Stated task: Reproduce word for word the part of the text below on node exercisers and ATGEN fault grading that opens with the words "How ACUGEN® Software's" and closes with "and failure analysis.".

Source passage:
* * * * * * *

A "node exerciser" test generation method measures the coverage of a set of test vectors by counting the number of "nodes" that the vectors "exercise" or "toggle" or "obtain in both high and low states." Nodes are either pins or internal logic gates. Note that a node can be counted as "exercised" even if no output pin changes as a result. Testers only look at output pins but node exercisers, in effect, assume that the tester can look at all internal nodes.
How ACUGEN® Software's ATGEN Fault Grading Works:
In ATGEN software's fault grading, the user selects a list of faults that can occur in the device. Typical faults are pins and gates stuck-at-0 and stuck-at-1, internal wires stuck-at-0 and stuck-at-1, and defective fuses. In ATGEN fault grading, each fault is simulated independently and differences between simulated faulty device outputs and good device outputs cause fault detection. Note that fault detection only occurs when a fault affects an output pin. A concise report, including percent fault coverage and lists of specific faults, allows accurate process improvement and failure analysis.

* * * * * * *

Given records:
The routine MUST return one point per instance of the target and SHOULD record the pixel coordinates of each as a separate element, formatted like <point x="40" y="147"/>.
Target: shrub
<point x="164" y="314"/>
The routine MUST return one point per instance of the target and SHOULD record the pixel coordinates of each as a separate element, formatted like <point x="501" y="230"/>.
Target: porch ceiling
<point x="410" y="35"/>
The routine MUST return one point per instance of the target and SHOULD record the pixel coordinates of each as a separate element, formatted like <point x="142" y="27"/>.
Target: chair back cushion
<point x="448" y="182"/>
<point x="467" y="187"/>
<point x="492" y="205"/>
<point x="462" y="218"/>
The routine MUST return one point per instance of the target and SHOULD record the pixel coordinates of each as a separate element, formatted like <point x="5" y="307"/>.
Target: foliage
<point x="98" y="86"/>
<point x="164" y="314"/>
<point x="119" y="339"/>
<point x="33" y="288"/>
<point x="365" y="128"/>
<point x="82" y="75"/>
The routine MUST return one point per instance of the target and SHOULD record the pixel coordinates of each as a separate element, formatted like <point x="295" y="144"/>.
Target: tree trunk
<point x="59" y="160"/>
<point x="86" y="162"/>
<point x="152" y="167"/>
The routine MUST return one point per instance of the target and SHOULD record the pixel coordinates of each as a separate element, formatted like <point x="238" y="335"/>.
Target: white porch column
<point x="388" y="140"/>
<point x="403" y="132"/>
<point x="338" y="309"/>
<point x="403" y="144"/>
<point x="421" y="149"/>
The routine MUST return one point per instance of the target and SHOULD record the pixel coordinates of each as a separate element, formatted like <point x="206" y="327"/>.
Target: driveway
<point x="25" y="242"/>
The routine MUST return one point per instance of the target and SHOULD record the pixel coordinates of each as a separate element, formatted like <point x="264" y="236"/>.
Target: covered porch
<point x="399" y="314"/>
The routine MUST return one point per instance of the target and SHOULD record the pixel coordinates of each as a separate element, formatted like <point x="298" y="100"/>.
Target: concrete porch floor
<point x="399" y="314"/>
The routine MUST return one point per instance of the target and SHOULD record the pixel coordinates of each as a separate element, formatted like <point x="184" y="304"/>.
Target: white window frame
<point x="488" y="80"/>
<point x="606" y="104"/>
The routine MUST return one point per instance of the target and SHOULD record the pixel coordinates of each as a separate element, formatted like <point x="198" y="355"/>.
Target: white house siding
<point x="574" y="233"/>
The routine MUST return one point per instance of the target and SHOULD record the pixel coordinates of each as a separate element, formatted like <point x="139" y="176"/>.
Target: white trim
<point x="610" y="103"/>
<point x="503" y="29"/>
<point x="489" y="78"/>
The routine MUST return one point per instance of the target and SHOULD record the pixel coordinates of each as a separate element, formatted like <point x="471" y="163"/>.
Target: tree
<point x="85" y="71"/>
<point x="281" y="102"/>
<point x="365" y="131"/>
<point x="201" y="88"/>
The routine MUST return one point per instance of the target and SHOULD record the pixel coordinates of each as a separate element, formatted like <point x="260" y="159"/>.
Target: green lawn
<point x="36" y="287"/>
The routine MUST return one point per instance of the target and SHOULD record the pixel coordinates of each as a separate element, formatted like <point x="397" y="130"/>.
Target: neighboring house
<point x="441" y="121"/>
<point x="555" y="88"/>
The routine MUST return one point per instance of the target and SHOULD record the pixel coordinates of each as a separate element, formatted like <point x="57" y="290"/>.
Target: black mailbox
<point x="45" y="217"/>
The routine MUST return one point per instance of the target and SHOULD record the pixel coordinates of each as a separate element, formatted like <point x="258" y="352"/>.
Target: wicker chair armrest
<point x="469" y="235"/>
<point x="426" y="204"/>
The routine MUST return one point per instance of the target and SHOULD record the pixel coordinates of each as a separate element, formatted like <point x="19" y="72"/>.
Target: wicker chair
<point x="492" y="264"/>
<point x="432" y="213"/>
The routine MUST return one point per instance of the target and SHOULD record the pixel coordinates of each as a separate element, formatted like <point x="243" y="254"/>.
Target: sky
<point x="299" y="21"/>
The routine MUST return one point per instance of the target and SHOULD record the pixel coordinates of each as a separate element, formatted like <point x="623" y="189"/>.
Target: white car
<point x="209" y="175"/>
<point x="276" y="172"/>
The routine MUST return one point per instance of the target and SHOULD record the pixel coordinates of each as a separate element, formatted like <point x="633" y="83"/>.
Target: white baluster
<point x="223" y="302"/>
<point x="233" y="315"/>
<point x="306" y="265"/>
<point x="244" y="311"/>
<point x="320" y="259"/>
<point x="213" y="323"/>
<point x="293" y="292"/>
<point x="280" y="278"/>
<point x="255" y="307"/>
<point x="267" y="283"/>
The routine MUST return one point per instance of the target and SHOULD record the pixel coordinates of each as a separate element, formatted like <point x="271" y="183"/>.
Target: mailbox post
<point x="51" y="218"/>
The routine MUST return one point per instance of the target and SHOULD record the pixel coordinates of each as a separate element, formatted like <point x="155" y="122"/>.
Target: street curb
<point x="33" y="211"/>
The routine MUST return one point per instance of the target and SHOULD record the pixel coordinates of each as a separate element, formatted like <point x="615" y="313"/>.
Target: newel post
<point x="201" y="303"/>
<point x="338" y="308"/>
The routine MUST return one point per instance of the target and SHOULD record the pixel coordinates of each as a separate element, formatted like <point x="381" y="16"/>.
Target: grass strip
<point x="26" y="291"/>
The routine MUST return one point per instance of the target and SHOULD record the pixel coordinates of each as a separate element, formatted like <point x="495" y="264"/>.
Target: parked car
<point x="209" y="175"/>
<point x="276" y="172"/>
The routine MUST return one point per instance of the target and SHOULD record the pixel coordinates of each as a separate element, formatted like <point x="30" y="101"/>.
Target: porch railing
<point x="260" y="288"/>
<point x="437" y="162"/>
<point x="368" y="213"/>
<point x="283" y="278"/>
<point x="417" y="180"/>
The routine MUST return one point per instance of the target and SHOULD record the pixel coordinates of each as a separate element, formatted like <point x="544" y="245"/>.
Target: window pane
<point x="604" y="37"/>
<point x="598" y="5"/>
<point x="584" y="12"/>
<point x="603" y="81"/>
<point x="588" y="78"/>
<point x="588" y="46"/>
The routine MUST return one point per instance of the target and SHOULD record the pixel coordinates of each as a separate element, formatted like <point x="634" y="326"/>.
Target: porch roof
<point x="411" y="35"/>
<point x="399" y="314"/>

* * * * * * *

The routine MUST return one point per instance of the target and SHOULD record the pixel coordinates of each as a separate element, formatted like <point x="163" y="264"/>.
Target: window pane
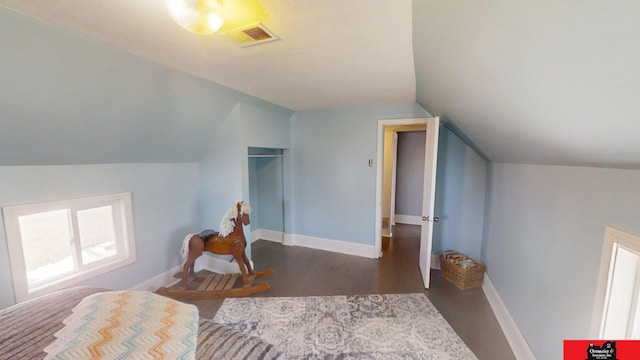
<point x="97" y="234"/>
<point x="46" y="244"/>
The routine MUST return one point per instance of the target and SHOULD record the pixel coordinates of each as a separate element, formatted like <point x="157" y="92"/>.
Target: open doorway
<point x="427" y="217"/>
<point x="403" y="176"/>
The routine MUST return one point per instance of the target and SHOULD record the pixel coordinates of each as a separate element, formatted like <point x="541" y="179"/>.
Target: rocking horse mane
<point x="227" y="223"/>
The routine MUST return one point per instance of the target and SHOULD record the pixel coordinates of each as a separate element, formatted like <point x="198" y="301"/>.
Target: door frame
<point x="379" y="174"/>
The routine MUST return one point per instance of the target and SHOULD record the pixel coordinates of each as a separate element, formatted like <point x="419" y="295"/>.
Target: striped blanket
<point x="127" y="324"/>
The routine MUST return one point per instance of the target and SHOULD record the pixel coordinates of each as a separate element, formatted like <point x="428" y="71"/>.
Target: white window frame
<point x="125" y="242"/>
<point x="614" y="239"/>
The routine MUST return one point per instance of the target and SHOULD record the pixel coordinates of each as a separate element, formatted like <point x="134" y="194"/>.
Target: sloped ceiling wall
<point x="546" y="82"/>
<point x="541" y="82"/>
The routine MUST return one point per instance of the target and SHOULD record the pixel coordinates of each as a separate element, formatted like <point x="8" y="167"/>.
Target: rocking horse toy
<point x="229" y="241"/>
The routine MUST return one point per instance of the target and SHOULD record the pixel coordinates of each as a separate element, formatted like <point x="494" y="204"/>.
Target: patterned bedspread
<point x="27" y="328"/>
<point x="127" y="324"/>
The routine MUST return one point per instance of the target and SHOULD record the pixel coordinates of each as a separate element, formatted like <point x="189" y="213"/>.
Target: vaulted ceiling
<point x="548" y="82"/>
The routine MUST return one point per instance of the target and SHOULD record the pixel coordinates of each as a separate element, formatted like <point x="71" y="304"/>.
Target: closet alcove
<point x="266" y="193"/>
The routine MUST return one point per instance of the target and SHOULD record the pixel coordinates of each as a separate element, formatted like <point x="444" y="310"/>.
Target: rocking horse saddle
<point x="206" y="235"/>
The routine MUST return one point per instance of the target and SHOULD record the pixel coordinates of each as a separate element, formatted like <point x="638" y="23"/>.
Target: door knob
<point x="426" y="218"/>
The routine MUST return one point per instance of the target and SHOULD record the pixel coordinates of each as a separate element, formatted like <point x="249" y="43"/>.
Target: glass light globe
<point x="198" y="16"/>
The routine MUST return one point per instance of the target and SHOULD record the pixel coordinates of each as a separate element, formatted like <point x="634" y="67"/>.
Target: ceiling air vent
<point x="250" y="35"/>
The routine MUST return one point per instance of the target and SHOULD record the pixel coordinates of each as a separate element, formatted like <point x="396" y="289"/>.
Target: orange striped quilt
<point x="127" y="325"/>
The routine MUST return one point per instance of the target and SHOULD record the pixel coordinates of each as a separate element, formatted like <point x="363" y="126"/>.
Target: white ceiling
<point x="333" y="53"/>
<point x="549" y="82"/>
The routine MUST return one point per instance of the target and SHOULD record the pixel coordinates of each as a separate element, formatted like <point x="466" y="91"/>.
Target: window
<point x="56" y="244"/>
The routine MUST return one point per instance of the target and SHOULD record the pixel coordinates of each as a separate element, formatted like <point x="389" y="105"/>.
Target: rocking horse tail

* * * * * * *

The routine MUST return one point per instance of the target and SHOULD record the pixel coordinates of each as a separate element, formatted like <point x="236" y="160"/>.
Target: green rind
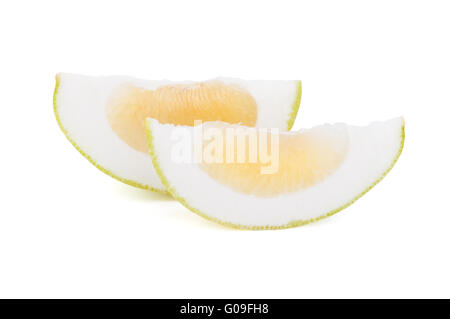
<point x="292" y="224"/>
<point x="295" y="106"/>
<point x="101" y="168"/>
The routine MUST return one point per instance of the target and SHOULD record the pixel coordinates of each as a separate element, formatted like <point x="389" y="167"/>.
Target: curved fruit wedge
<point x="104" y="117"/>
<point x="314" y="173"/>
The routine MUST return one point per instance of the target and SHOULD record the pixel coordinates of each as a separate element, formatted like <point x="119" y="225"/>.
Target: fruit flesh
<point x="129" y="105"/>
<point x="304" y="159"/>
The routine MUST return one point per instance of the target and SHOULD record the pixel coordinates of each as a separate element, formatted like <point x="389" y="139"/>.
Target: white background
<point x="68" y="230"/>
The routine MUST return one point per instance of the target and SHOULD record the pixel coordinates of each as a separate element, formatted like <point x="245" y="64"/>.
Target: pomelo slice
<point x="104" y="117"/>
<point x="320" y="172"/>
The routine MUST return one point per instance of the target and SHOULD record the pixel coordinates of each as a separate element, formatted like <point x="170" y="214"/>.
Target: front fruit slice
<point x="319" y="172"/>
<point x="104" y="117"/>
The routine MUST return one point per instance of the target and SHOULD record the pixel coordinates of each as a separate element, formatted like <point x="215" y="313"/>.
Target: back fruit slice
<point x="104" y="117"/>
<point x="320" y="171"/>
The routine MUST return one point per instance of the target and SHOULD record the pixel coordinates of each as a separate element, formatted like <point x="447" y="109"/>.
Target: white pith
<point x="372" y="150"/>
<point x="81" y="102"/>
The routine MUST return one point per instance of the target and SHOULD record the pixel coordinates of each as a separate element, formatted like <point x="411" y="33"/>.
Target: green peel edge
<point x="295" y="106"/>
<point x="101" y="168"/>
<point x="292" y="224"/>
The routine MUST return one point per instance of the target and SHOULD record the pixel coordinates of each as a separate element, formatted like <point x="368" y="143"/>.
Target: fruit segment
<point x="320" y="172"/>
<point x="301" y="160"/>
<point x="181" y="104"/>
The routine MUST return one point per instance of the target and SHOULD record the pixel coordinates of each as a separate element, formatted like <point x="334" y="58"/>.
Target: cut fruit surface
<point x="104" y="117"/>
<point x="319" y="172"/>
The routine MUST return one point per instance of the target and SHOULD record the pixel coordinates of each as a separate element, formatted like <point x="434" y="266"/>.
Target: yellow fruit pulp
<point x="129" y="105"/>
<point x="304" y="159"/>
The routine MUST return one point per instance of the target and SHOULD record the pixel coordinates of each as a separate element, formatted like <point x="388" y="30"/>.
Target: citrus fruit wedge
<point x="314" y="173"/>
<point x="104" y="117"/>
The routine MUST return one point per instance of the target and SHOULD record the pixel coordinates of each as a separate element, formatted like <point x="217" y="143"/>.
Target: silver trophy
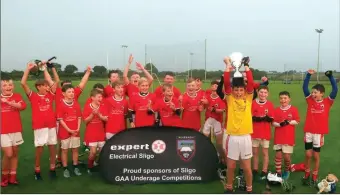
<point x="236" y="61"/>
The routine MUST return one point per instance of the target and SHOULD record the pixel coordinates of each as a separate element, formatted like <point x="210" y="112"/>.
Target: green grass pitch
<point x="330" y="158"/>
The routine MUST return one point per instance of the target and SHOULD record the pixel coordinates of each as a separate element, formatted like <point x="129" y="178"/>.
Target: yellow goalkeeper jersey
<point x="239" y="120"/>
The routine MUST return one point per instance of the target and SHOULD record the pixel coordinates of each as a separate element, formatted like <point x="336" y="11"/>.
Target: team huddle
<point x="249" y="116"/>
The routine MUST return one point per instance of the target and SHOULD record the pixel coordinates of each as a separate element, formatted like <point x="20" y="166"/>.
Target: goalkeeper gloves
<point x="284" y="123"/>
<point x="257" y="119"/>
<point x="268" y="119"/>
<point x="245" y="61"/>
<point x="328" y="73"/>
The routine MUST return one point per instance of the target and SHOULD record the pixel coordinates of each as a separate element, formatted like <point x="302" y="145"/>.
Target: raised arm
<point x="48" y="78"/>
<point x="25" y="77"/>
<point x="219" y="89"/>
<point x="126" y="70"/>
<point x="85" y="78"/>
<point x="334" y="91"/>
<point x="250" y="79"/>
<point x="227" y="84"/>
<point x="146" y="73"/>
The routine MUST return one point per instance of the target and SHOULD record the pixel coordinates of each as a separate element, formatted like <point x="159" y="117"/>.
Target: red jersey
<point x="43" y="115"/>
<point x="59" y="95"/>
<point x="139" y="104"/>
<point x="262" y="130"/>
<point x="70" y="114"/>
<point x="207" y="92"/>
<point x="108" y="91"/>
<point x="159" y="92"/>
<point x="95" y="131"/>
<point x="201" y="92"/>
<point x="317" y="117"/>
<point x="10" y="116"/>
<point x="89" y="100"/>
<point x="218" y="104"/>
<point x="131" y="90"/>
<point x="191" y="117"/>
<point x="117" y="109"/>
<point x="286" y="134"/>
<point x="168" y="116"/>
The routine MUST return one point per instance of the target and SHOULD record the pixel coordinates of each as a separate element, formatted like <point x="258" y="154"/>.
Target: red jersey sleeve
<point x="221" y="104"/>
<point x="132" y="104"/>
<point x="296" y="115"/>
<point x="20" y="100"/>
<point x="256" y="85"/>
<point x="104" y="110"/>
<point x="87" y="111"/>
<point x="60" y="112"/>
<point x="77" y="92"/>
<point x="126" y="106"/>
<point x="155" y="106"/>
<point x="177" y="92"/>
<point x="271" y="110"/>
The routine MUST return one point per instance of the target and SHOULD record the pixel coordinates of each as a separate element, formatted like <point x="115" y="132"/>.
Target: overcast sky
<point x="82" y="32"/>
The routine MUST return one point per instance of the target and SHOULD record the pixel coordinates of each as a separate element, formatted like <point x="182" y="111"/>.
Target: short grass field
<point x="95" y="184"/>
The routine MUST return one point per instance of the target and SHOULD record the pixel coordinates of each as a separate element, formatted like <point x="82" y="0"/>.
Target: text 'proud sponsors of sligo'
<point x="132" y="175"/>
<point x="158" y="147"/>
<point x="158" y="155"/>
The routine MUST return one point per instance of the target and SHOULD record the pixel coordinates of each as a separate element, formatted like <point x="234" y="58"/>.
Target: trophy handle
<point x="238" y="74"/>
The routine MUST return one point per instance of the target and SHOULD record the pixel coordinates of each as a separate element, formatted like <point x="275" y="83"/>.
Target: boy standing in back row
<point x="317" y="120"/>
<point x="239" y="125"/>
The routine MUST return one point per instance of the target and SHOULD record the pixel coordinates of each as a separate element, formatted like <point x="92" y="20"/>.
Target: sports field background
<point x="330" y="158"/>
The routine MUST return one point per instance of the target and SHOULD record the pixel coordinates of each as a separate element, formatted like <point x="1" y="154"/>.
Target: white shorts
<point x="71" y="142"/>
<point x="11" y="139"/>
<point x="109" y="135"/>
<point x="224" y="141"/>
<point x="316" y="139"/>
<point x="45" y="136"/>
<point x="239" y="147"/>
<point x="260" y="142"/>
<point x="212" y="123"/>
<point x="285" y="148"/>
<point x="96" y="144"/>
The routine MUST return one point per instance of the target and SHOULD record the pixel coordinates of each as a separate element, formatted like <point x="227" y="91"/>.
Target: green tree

* * * * * * *

Completed task:
How ACUGEN® Software's ATGEN Fault Grading Works:
In ATGEN software's fault grading, the user selects a list of faults that can occur in the device. Typical faults are pins and gates stuck-at-0 and stuck-at-1, internal wires stuck-at-0 and stuck-at-1, and defective fuses. In ATGEN fault grading, each fault is simulated independently and differences between simulated faulty device outputs and good device outputs cause fault detection. Note that fault detection only occurs when a fault affects an output pin. A concise report, including percent fault coverage and lists of specific faults, allows accurate process improvement and failure analysis.